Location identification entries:
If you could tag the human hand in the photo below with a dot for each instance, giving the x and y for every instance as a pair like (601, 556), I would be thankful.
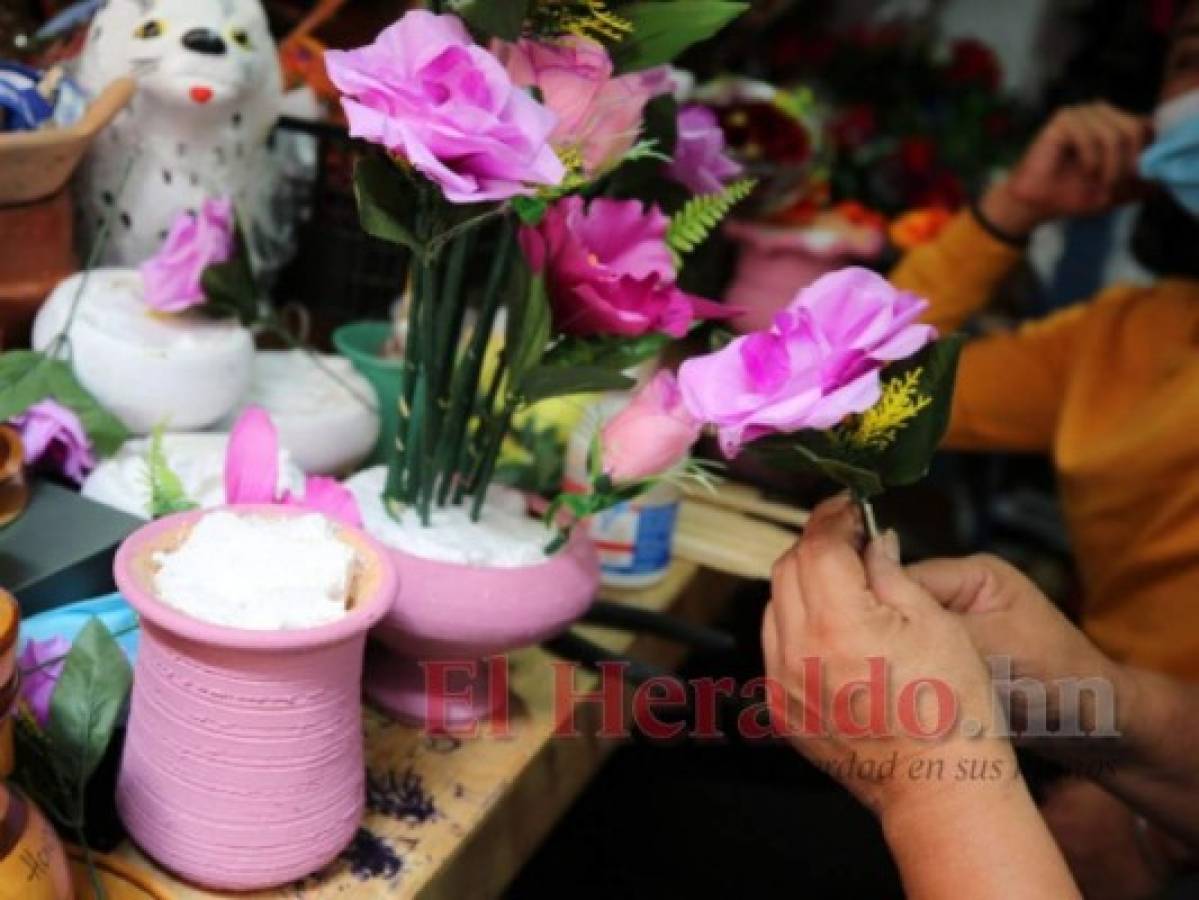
(836, 618)
(1083, 162)
(1059, 684)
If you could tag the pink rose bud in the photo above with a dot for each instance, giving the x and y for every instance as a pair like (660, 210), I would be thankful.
(651, 435)
(174, 277)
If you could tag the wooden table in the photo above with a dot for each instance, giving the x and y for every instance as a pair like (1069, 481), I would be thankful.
(457, 819)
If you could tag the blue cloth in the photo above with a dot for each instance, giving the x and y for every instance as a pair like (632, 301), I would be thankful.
(26, 109)
(1173, 161)
(67, 621)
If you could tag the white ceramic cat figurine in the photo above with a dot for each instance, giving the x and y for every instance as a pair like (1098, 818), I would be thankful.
(209, 92)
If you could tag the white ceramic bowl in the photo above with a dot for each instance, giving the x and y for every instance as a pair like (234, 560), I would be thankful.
(325, 414)
(122, 481)
(148, 368)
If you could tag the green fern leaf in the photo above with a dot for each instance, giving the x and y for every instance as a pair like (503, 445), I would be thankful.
(167, 494)
(696, 221)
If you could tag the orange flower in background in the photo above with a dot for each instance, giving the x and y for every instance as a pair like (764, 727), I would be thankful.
(861, 216)
(919, 227)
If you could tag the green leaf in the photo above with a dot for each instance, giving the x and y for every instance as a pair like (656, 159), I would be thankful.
(386, 200)
(814, 452)
(23, 381)
(106, 430)
(909, 458)
(530, 210)
(167, 494)
(28, 376)
(608, 351)
(492, 18)
(696, 221)
(663, 30)
(86, 701)
(528, 332)
(546, 381)
(229, 287)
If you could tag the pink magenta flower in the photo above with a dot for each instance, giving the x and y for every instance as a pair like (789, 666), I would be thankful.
(651, 435)
(54, 436)
(41, 665)
(598, 115)
(252, 472)
(426, 91)
(699, 162)
(608, 270)
(173, 277)
(818, 363)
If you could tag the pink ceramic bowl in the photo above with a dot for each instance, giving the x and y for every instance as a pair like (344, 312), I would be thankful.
(462, 614)
(243, 765)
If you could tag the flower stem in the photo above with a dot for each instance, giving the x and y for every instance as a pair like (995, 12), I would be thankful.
(452, 454)
(489, 457)
(868, 518)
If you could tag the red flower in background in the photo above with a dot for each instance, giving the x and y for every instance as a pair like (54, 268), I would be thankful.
(944, 189)
(974, 62)
(761, 132)
(917, 155)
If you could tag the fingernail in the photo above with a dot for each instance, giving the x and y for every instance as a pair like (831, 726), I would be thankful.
(890, 543)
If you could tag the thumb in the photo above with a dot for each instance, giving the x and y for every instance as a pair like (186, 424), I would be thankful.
(968, 585)
(887, 579)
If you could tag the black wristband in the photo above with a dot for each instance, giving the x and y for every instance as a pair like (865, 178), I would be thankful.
(990, 228)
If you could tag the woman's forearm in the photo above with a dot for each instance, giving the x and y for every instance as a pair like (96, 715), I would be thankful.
(983, 840)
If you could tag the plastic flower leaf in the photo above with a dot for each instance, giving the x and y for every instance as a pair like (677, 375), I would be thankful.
(167, 494)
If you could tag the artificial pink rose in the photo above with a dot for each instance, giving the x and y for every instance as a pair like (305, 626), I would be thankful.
(427, 91)
(173, 277)
(54, 436)
(41, 666)
(699, 162)
(815, 366)
(651, 435)
(598, 115)
(252, 472)
(608, 270)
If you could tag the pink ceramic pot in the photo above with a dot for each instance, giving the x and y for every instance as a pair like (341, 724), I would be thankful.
(243, 763)
(773, 264)
(452, 612)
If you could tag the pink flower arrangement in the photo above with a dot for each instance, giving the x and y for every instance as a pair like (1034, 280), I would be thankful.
(173, 277)
(651, 435)
(53, 435)
(815, 366)
(699, 162)
(598, 115)
(41, 666)
(252, 473)
(426, 91)
(608, 270)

→ Aim of the exercise
Pictures in the records above should not be copied. Repeat everything else exactly.

→ Task result
If you could tag the human hand in the photo below with a dot for each instance, giving the x and y for every instance as a pair like (601, 556), I would be thankful.
(836, 618)
(1083, 162)
(1059, 684)
If you could tag the pink rose bud in the photo above with a dot for each instance, giving the x and y for every instance as a pair like (660, 210), I would be thankful.
(651, 435)
(174, 277)
If you could tag the wooden table in the photo above with a dot for each instance, giving the x and y for every instance as a pair like (1069, 481), I would be thankful.
(457, 819)
If you could tag the blue cloth in the photo above with a dot for each instance, giving the x and y for every instance as a pair like (632, 301), I would be thankful.
(26, 109)
(1173, 161)
(67, 621)
If you could tag the white ceramic cat figurine in the photo above with a dot for each instance, giving the x and y for every instance as a pair like (1098, 818), I would be thankful.
(209, 92)
If you could tag the white ceramic bowl in the photo above with a dot for each instance, giving the x and y for every instance as a pair like (234, 560), I would be thankful.
(325, 414)
(122, 481)
(148, 368)
If you could tag the green fern leaf in the photo above with a dot for each instance, giving the x and y for every instance as a pair like (503, 445), I would be thankful.
(167, 494)
(696, 221)
If you could tag the orange flower in background in the photo above with a dot for each instance, giving the x and y for every instance as a pair like (764, 727), I would be thankful.
(861, 216)
(919, 227)
If you could tag the green leaf in the photo above with a dot for each instance, giving the x and y for every instance as a pair like (656, 159), I would be thankful.
(386, 200)
(814, 452)
(23, 381)
(106, 430)
(909, 458)
(530, 210)
(167, 494)
(28, 376)
(608, 351)
(492, 18)
(696, 221)
(663, 30)
(86, 701)
(528, 332)
(546, 381)
(229, 287)
If you could tag the pink magenta flower in the photo above with a dot for each instance, giving the x and y for every instance as a pair like (789, 666), I would be thankful.
(651, 435)
(54, 436)
(41, 665)
(598, 115)
(252, 472)
(426, 91)
(699, 162)
(608, 270)
(173, 277)
(818, 363)
If you could tag the pink ceramic bowl in the photo above with a dot for each instance, giving the x and y for every instance as a pair like (344, 312), I would be thankful.
(462, 614)
(243, 765)
If you could tag the flower stem in the photo above with a dot for each instance, giving the x and y for every instance as a pair like (995, 12), I would be thankful.
(452, 454)
(489, 457)
(868, 518)
If you could tag the red flower in background in the photo above with a dot for each instance, giving the x and y for every instance as a pair like (54, 268), I would be thankful.
(944, 189)
(974, 62)
(761, 132)
(917, 155)
If you could tag the fingernail in the photo above with a dot for each instance, giving the x and y for every instance as a pair like (831, 726), I would be thankful.
(890, 543)
If you could tag the thumb in the photo above with a dot for each instance, giving the x and y for every instance as a pair like (186, 424), I would be thankful.
(968, 585)
(887, 579)
If you could tag the black wristband in the photo above with a dot for each instance, giving the x and y for every instance as a pair like (865, 178), I would be thankful.
(990, 228)
If you could tag the woman's forearm in the photo above with a dot for each instance, giving the x and y for every instance as a pair like (96, 715), I would be thankful.
(983, 840)
If you could tag the plastic flower leaf in the photo above with a dot for each instance, giving the x and y for every instance as a pair like (677, 375), I would be thankful.
(167, 494)
If you could tag the artificial pink rose in the photo above with a dot for each instance, giving the x and y for every instance as a pair like (305, 626), I would be thankful.
(427, 91)
(173, 277)
(54, 436)
(41, 666)
(699, 162)
(815, 366)
(651, 435)
(598, 115)
(252, 472)
(608, 270)
If you could tag the pink ceramic pot in the photo above with a dot for each instance, giving the x and y for every instance as a pair like (341, 724), I would be thankful.
(243, 763)
(773, 264)
(452, 612)
If you could tag the pink flower arrangement in the photo above with a dot for each instance, giving the x and y for every instance as a pair like (1034, 280), I would be thankful.
(173, 277)
(651, 435)
(53, 435)
(815, 366)
(699, 162)
(598, 115)
(41, 666)
(252, 473)
(426, 91)
(608, 270)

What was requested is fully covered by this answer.